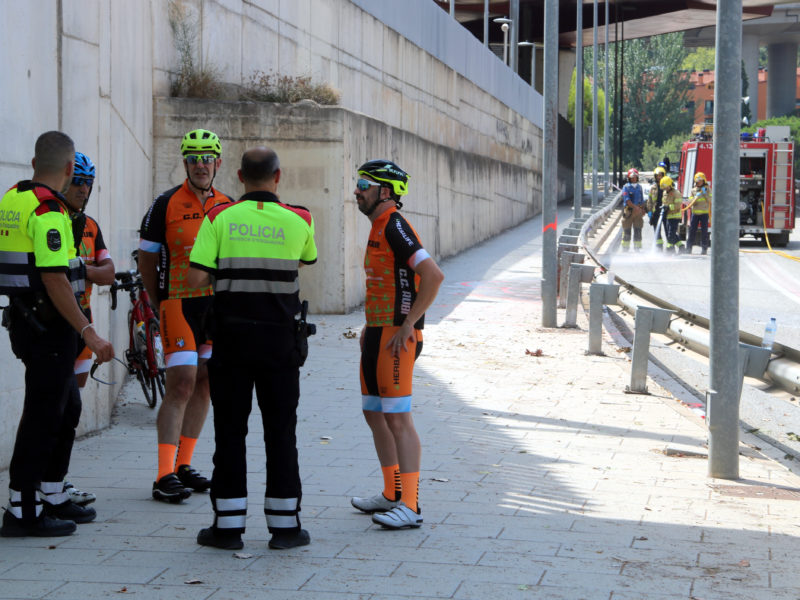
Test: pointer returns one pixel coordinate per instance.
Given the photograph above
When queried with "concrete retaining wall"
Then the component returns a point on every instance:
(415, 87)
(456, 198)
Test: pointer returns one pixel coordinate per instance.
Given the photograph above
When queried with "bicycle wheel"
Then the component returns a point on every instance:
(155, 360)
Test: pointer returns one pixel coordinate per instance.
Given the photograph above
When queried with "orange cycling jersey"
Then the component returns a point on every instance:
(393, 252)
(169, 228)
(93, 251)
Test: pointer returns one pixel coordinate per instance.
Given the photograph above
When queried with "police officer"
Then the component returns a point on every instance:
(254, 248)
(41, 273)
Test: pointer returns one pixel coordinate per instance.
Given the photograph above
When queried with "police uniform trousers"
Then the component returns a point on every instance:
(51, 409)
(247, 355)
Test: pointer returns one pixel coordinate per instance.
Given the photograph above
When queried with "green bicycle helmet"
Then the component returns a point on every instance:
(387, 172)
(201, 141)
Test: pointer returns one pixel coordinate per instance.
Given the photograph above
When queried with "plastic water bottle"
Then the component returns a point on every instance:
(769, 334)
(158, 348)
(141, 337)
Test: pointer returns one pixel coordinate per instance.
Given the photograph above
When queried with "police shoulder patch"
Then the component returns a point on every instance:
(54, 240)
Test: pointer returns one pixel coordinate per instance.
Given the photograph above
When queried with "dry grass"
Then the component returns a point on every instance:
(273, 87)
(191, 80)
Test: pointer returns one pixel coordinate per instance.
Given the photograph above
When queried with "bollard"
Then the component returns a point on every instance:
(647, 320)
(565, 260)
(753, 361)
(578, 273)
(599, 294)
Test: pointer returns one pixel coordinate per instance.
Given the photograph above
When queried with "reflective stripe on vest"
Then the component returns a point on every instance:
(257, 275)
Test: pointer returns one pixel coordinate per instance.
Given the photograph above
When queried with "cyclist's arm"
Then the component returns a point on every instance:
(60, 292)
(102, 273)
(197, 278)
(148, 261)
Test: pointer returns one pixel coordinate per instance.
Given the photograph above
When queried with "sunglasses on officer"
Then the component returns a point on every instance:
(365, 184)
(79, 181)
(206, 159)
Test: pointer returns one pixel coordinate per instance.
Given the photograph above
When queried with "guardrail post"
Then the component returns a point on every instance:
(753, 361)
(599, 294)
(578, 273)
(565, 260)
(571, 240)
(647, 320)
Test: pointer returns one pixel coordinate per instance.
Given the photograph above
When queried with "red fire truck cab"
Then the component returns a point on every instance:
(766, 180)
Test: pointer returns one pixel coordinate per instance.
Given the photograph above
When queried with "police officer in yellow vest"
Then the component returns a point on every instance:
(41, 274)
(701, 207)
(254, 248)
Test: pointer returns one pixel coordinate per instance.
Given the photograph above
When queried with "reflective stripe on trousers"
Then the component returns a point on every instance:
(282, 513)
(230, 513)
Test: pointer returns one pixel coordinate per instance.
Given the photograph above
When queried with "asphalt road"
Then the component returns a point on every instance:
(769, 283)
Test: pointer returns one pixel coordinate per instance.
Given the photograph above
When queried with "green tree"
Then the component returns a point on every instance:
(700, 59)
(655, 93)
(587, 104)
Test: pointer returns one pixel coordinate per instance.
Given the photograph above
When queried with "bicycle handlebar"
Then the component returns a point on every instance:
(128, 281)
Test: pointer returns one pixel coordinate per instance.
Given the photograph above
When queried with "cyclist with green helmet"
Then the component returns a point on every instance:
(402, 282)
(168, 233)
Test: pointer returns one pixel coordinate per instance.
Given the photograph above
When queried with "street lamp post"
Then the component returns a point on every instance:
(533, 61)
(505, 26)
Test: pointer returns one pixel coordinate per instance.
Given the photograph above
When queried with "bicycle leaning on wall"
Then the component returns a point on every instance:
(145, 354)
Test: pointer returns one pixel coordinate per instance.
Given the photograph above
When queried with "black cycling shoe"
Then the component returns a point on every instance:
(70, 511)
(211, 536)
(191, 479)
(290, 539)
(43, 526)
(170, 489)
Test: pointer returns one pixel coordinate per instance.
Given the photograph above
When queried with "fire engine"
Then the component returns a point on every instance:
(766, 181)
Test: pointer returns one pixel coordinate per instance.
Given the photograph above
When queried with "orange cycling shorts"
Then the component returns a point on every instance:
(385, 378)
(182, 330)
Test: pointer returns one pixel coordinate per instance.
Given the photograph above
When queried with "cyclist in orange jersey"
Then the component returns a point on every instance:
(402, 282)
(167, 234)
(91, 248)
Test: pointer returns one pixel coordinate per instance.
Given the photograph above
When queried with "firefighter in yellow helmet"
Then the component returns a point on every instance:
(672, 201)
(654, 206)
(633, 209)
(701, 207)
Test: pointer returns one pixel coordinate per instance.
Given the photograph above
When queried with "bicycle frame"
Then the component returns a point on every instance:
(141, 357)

WHAT THIS TASK INVOLVES:
Which lines above contain the word "helmet"? Collect every one of them and copy each in full.

EXERCISE ANSWER:
When queried with "green bicycle helmet"
When queried with "cyclist with green helmet"
When queried with "firefighter in yellow helmet"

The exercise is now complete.